__Data excerpts__
Start of Block
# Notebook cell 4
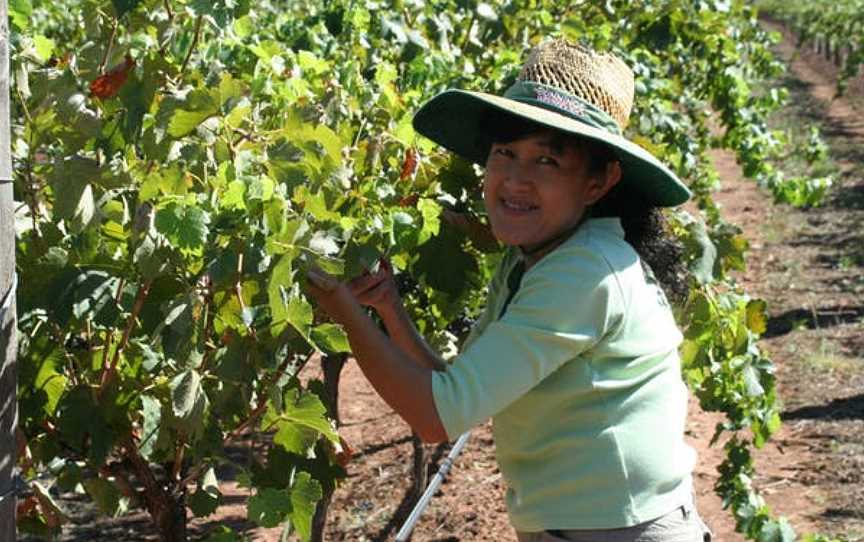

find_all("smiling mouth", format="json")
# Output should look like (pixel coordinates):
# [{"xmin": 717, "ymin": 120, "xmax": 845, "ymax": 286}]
[{"xmin": 501, "ymin": 198, "xmax": 539, "ymax": 212}]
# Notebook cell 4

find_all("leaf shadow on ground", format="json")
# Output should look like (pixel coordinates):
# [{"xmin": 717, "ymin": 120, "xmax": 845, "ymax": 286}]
[
  {"xmin": 764, "ymin": 305, "xmax": 864, "ymax": 337},
  {"xmin": 782, "ymin": 393, "xmax": 864, "ymax": 422}
]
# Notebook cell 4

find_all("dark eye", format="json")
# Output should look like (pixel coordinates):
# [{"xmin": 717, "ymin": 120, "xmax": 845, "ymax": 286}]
[
  {"xmin": 537, "ymin": 156, "xmax": 559, "ymax": 167},
  {"xmin": 492, "ymin": 146, "xmax": 514, "ymax": 158}
]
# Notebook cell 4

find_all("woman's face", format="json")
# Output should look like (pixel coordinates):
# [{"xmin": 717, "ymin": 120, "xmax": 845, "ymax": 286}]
[{"xmin": 483, "ymin": 130, "xmax": 610, "ymax": 253}]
End of Block
__INSTRUCTIONS TO FOLLOW__
Without the pictures, restate all of the entries word for word.

__WRITTEN RESPONSE__
# Notebook cell 4

find_all("smiling mouth", format="json")
# Output should look like (pixel coordinates):
# [{"xmin": 717, "ymin": 120, "xmax": 845, "ymax": 286}]
[{"xmin": 501, "ymin": 198, "xmax": 539, "ymax": 212}]
# Notebook cell 4

find_all("leaf shadow on ground", format="json")
# Output should look like (pixel coordinates):
# [{"xmin": 717, "ymin": 120, "xmax": 845, "ymax": 286}]
[
  {"xmin": 764, "ymin": 305, "xmax": 864, "ymax": 337},
  {"xmin": 782, "ymin": 393, "xmax": 864, "ymax": 422}
]
# Notebook cell 4

find_all("dark eye", format="json")
# Output should look like (pixel coordinates):
# [{"xmin": 717, "ymin": 120, "xmax": 845, "ymax": 286}]
[
  {"xmin": 537, "ymin": 156, "xmax": 559, "ymax": 167},
  {"xmin": 492, "ymin": 146, "xmax": 514, "ymax": 158}
]
# Notebook cell 4

find_all("woman's face", format="json")
# Output should look like (pixel coordinates):
# [{"xmin": 717, "ymin": 120, "xmax": 845, "ymax": 286}]
[{"xmin": 483, "ymin": 130, "xmax": 610, "ymax": 253}]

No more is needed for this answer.